● WHAT IS BEING ASKED
In the article on Fresenius Medical's FCPA settlement, what critical weakness in Fresenius' compliance program did both DOJ and the SEC underscore?

● EXTRACT TO READ

Lessons Learned from Fresenius Medical FCPA Settlement (Part III of III)
Fresenius Medical’s FCPA settlement for $231 million demonstrates again the continuing vitality surrounding the FCPA Corporate Enforcement Policy – which provides a carefully constructed framework for encouraging voluntary disclosures and FCPA enforcement.
Fresenius earned a non-prosecution agreement and was not required to enter a deferred prosecution agreement and designate a subsidiary to plead guilty to an FCPA criminal offense. Additionally, given the geographic breadth of the bribery conduct and the extent of the bribery, a $231 million settlement was a good result for Fresenius.
The Fresenius FCPA enforcement action contains a number of important lessons learned:
Adequate Compliance Resources: As the largest dialysis company and service provider, Fresenius faced enormous risks, especially in its reliance on third parties and the large number of interactions with government physicians. Both DOJ and the SEC underscored a critical weakness in Fresenius’ compliance program – the lack of resources in relation to Fresenius’ risk profile. This is an important reminder, especially for pharmaceutical and medical device companies.
Third Parties and Third Parties: Throughout Fresenius Statement of Facts are instances where third parties facilitated and engaged in bribery. Adding to the complications was the fact that Fresenius managed its operations in a number of West African countries from a remote location – headquarters and later Morocco. This geographic separation would make it difficult for any compliance team to manage risks in these remote locations.
The factual presentation contains a laundry list of common third-party bribery schemes: equity interests given to foreign officials; consulting contracts for non-existent services; payments to sham charitable organizations; and payments to attend medical conferences. In two specific cases, bribery payments were funded through check cashing transactions involving employees and sharing of commission payments for collection of outstanding bills. These two mechanisms were unusual to say the least but are important reminders on the effort parties may expend to carry out bribery schemes.
Slow to Move: In many of the countries where Fresenius had clear indications of bribery, Fresenius managers failed to act – to take steps to investigate bribery allegations. If Fresenius had invested in a speak up culture, which emphasized proactive investigation and intervention, the extent of its problems may have been reduced. Instead, Fresenius suffered from a culture that allowed allegations of misconduct to crop up without proper responsive actions.
Destruction of Records: In many countries, when internal investigations were initiated, managers and employees destroyed documents. Such actions reflect an inadequate preservation hold procedures and an absence of a culture of compliance. In most cases, documents can be recovered, especially with current technology, and such conduct demonstrates a clear “consciousness of guilt.” Evidence of document destruction is probative of guilt and makes it easier to uncover misconduct; however, the willingness of Fresenius managers and employees to engage in such conduct was surprising.

● SOURCE MATERIAL
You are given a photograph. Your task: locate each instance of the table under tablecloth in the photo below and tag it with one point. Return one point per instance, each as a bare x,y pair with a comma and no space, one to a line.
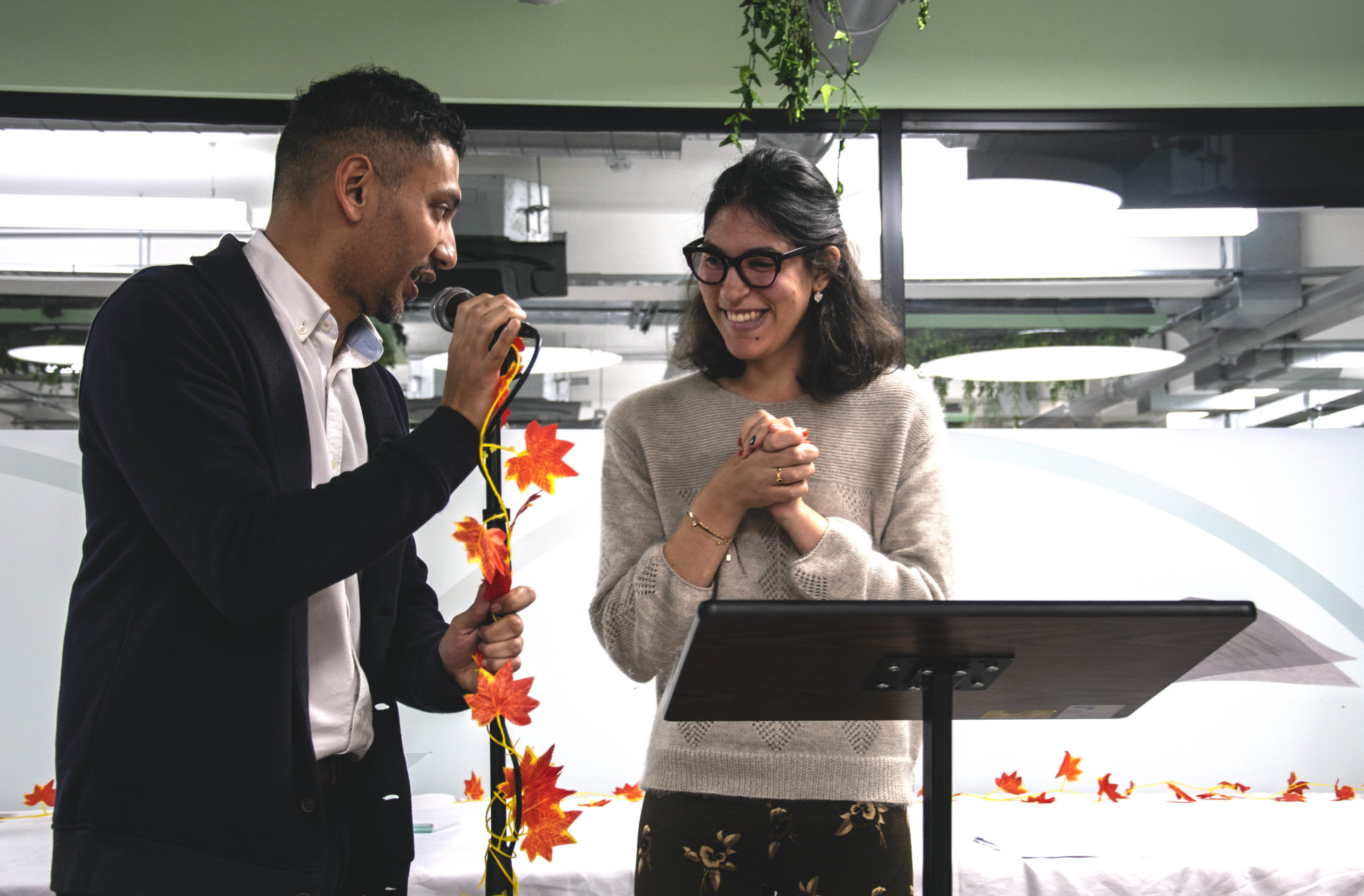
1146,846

● COMPLETED EXERCISE
The lack of resources in relation to Fresenius' risk profile.